__EXERCISE__:
Convert the lines from the one containing "negative clicks: (167, 276) (182, 267)" through the end of the items into a JSON list of strings, with one string per line and blank lines omitted.

__RECORDS PROVIDED__:
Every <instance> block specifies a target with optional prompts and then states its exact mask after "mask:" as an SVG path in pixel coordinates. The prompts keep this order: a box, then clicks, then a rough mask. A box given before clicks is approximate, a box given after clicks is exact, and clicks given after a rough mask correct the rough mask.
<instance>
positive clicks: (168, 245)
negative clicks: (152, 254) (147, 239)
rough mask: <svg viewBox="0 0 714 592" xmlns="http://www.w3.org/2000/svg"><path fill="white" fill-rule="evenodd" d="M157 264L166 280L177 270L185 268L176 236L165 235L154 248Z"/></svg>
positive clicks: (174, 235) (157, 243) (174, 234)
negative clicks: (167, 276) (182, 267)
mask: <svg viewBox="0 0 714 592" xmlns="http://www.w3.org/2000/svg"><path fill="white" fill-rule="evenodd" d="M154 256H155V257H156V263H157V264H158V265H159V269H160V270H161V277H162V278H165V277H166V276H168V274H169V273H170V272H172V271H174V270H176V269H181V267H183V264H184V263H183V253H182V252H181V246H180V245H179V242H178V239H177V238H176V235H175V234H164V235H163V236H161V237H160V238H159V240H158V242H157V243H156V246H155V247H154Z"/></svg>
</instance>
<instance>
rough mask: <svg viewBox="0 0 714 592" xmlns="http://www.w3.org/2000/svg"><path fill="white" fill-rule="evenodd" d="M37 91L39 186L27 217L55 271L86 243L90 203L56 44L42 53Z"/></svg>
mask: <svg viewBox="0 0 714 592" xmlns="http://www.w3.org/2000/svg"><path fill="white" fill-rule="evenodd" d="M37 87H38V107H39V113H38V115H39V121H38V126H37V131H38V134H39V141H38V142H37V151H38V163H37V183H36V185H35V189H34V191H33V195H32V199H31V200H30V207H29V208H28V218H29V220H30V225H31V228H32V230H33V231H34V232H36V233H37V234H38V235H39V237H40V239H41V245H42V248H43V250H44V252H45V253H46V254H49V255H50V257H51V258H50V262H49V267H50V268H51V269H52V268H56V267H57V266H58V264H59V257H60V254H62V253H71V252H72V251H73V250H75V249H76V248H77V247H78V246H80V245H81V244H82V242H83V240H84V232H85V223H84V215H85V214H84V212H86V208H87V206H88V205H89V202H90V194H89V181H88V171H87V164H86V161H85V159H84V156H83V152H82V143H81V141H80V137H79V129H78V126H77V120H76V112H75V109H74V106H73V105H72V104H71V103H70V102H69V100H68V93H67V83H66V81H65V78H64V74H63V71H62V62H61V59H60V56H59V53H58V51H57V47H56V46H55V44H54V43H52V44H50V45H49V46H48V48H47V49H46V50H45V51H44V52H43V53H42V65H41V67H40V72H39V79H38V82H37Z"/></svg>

__SOLUTION TO THIS PROBLEM__:
[
  "negative clicks: (167, 276) (182, 267)",
  "mask: <svg viewBox=\"0 0 714 592\" xmlns=\"http://www.w3.org/2000/svg\"><path fill=\"white\" fill-rule=\"evenodd\" d=\"M154 256H155V257H156V263H157V264H158V265H159V269H160V270H161V277H162V278H165V277H166V276H168V274H169V273H170V272H172V271H174V270H176V269H181V267H183V264H184V263H183V253H182V252H181V246H180V245H179V242H178V239H177V238H176V235H175V234H164V235H163V236H161V237H160V238H159V240H158V242H157V243H156V246H155V247H154Z\"/></svg>",
  "</instance>",
  "<instance>",
  "rough mask: <svg viewBox=\"0 0 714 592\" xmlns=\"http://www.w3.org/2000/svg\"><path fill=\"white\" fill-rule=\"evenodd\" d=\"M37 91L39 186L27 217L55 271L86 243L90 203L56 44L42 53Z\"/></svg>",
  "mask: <svg viewBox=\"0 0 714 592\" xmlns=\"http://www.w3.org/2000/svg\"><path fill=\"white\" fill-rule=\"evenodd\" d=\"M37 87H38V107H39V113H38V115H39V121H38V126H37V131H38V134H39V141H38V142H37V151H38V163H37V183H36V185H35V189H34V191H33V195H32V199H31V200H30V207H29V208H28V218H29V220H30V225H31V228H32V230H33V231H34V232H36V233H37V234H38V235H39V237H40V239H41V245H42V248H43V250H44V252H45V253H46V254H49V255H50V257H51V258H50V262H49V267H50V268H51V269H52V268H56V267H57V266H58V264H59V257H60V254H62V253H71V252H72V251H73V250H75V249H76V248H77V247H78V246H80V245H81V244H82V242H83V240H84V232H85V223H84V215H85V214H84V212H86V208H87V206H88V205H89V202H90V194H89V181H88V171H87V164H86V161H85V159H84V156H83V152H82V143H81V141H80V137H79V129H78V126H77V120H76V112H75V109H74V106H73V105H72V104H71V103H70V102H69V100H68V93H67V83H66V81H65V78H64V74H63V71H62V62H61V59H60V56H59V53H58V51H57V47H56V46H55V44H54V43H52V44H50V45H49V46H48V48H47V49H46V50H45V51H44V52H43V53H42V65H41V67H40V72H39V79H38V82H37Z\"/></svg>"
]